(Pointing dataset records)
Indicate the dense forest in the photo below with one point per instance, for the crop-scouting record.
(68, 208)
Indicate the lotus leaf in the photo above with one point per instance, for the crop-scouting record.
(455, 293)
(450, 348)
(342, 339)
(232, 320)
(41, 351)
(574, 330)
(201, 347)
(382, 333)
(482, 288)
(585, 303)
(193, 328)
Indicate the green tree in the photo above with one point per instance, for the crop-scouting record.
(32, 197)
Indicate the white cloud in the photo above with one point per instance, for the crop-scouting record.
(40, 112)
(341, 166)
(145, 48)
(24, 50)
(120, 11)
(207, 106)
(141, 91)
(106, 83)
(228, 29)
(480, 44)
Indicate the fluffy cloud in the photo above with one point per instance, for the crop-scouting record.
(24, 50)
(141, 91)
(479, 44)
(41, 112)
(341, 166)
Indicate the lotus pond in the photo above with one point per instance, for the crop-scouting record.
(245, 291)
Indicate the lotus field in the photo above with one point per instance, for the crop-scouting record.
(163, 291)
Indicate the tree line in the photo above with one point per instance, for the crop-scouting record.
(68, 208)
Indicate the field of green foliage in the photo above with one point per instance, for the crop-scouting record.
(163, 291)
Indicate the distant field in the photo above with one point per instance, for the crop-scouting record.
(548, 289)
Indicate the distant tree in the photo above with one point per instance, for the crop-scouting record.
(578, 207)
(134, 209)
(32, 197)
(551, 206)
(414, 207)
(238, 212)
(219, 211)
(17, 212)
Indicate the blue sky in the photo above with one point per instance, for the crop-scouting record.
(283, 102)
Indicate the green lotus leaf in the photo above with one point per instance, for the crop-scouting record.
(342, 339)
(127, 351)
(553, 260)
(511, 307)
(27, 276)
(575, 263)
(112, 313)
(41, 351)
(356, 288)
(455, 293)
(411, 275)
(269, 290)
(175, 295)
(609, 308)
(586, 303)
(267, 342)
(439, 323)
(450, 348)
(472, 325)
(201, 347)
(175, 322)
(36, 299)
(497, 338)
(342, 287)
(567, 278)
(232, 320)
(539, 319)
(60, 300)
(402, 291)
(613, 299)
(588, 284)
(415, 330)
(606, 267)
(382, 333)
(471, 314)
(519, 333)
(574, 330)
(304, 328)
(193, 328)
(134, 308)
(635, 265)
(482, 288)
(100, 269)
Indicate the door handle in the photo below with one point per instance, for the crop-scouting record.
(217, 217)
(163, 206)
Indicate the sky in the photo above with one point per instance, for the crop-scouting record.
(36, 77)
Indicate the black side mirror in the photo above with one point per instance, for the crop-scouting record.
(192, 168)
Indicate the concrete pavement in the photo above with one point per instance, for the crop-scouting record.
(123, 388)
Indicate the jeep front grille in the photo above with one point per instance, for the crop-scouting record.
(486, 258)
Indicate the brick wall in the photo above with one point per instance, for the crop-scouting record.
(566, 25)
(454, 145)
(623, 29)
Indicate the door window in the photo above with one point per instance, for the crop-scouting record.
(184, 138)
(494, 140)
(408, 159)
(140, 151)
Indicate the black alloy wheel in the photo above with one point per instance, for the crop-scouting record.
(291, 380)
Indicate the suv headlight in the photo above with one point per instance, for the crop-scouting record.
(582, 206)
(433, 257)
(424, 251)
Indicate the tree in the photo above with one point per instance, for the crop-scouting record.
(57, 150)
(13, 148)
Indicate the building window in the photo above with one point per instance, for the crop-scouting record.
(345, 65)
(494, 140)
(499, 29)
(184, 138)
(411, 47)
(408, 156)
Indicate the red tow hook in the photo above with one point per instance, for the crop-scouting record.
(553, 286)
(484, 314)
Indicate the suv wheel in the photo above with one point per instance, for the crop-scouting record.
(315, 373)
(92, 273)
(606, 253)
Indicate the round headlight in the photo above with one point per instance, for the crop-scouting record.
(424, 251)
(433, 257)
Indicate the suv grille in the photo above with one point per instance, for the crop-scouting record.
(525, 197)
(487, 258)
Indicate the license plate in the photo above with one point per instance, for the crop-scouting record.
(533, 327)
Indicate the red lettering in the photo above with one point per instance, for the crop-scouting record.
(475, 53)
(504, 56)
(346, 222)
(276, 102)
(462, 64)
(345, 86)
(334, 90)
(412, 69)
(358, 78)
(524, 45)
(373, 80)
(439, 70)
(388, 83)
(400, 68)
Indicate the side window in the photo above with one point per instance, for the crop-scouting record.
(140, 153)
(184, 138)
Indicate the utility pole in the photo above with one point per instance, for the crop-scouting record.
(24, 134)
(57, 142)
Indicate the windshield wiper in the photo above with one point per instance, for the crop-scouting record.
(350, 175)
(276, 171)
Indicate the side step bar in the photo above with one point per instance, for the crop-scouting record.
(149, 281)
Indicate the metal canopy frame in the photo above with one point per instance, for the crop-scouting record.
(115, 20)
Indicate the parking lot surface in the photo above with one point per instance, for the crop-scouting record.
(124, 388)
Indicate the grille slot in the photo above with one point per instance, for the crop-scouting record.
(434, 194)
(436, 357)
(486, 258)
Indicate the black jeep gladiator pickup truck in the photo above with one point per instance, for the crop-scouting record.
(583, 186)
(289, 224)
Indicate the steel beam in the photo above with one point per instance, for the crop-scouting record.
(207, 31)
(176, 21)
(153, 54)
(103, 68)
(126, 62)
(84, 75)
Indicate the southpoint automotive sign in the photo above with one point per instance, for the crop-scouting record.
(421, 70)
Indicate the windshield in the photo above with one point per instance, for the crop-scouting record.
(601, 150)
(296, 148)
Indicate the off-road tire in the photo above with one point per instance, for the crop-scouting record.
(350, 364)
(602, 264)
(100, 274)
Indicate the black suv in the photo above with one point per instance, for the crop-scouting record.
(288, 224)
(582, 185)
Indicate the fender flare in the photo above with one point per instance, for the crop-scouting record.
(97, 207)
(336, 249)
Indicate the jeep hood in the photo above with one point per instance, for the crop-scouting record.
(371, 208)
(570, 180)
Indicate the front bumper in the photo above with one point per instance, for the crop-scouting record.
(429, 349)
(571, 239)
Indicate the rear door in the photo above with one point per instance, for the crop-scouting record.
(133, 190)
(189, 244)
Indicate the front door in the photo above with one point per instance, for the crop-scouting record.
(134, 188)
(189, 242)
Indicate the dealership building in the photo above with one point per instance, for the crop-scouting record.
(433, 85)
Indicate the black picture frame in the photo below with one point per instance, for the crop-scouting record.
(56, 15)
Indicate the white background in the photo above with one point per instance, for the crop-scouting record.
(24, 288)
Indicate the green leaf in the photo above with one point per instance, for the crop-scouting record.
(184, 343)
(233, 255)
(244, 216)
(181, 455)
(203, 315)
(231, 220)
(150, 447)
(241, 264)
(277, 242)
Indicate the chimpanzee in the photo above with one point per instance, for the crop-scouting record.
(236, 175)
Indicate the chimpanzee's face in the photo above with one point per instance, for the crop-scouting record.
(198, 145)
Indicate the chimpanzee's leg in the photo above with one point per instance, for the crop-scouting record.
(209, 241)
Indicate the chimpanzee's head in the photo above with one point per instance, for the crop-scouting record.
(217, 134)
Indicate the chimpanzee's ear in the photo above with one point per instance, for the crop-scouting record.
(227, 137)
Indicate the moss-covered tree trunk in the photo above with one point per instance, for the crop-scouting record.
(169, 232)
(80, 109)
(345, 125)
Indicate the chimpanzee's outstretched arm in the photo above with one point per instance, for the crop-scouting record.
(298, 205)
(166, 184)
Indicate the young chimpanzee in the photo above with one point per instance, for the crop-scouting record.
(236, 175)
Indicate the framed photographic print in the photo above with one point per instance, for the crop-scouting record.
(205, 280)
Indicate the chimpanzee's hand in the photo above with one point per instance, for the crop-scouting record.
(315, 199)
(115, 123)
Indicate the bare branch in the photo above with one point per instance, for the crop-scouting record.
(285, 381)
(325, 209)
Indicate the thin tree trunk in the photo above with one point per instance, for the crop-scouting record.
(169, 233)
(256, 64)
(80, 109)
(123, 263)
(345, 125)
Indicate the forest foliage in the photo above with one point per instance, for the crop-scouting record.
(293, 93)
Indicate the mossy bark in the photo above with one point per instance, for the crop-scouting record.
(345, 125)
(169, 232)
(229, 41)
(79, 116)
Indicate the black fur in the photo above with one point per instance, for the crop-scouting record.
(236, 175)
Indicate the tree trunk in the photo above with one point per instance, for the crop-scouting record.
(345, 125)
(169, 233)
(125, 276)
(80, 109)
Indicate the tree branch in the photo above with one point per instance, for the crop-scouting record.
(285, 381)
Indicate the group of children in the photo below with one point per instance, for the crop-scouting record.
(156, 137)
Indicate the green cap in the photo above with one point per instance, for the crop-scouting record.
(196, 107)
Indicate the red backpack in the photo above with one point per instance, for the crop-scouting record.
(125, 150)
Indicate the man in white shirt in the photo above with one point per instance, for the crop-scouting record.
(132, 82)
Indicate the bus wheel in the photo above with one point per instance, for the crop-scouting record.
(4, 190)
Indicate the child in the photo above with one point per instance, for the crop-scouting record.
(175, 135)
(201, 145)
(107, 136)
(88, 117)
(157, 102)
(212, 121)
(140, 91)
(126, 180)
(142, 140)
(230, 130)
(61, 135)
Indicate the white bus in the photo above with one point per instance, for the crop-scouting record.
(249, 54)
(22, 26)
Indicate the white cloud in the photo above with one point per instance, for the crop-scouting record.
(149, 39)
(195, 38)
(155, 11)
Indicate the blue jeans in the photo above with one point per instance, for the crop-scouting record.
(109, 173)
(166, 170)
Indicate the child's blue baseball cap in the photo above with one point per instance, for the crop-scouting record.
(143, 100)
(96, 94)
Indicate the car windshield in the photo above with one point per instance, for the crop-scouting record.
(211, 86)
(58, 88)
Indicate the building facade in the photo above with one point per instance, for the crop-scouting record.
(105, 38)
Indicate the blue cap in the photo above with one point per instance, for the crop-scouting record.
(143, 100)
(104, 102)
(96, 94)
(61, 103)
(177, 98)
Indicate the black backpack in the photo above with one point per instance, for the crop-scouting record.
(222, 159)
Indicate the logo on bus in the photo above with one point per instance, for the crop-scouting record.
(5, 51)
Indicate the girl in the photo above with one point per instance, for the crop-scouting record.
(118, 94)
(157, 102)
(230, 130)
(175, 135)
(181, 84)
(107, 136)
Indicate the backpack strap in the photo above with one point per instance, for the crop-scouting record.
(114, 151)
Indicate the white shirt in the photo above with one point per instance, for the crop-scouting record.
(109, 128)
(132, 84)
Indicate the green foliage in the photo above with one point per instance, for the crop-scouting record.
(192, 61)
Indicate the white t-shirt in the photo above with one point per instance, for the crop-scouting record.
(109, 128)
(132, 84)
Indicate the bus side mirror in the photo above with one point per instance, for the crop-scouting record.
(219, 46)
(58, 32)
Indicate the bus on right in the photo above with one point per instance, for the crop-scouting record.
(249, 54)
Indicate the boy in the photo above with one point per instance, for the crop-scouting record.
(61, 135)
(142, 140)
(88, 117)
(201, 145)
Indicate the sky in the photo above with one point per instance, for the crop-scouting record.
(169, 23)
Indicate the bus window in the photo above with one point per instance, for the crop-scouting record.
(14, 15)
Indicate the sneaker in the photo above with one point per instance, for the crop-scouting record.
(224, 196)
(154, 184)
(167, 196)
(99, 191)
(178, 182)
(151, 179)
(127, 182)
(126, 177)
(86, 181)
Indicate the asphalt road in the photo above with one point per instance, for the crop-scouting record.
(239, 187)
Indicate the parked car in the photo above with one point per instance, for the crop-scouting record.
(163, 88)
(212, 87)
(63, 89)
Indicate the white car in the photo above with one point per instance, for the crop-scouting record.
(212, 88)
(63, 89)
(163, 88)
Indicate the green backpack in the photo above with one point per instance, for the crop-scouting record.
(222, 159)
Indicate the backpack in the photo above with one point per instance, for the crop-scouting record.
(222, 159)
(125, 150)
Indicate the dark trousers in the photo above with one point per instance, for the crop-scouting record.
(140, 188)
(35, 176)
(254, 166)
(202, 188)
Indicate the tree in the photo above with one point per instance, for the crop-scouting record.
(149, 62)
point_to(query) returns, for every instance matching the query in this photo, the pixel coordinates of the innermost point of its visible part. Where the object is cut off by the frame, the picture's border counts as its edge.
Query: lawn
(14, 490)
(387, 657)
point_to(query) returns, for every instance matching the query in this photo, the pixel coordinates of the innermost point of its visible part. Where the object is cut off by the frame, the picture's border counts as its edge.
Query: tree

*Exercise directions*
Output an exact copy of the lines beginning at the one that holds "Indicate the asphalt" and running through the final line of the records.

*Task result*
Indicate the asphalt road in the photo above with one point per instance, for the crop-scouting record.
(239, 187)
Indicate the parked car in the photo above with one point per instance, for the crop-scouting record.
(163, 88)
(212, 87)
(63, 89)
Indicate the white car in the photo above with one point per instance, for the crop-scouting record.
(212, 88)
(63, 89)
(163, 88)
Indicate the green backpack in the photo above with one point per instance, for the crop-scouting record.
(222, 159)
Indicate the backpack in the photo above with one point per instance, for the crop-scouting record.
(222, 159)
(125, 150)
Indicate the dark trousers in the photo above with one point per instance, for the crop-scouting record.
(140, 188)
(35, 176)
(254, 166)
(202, 188)
Indicate the tree in the photo above with one point per instance, for the crop-scouting record.
(149, 62)
point_to(query) returns, for every instance matching the query in this photo, the pixel coordinates of the innermost point of its visible part. Where the object is cut off by the frame, the picture's border counts as its edge.
Query: lawn
(14, 490)
(387, 657)
point_to(query) returns, for every instance matching the query in this photo, the pixel coordinates of the innermost point of its visible part. Where the object is cut off by the frame, the picture's border counts as its edge.
Query: tree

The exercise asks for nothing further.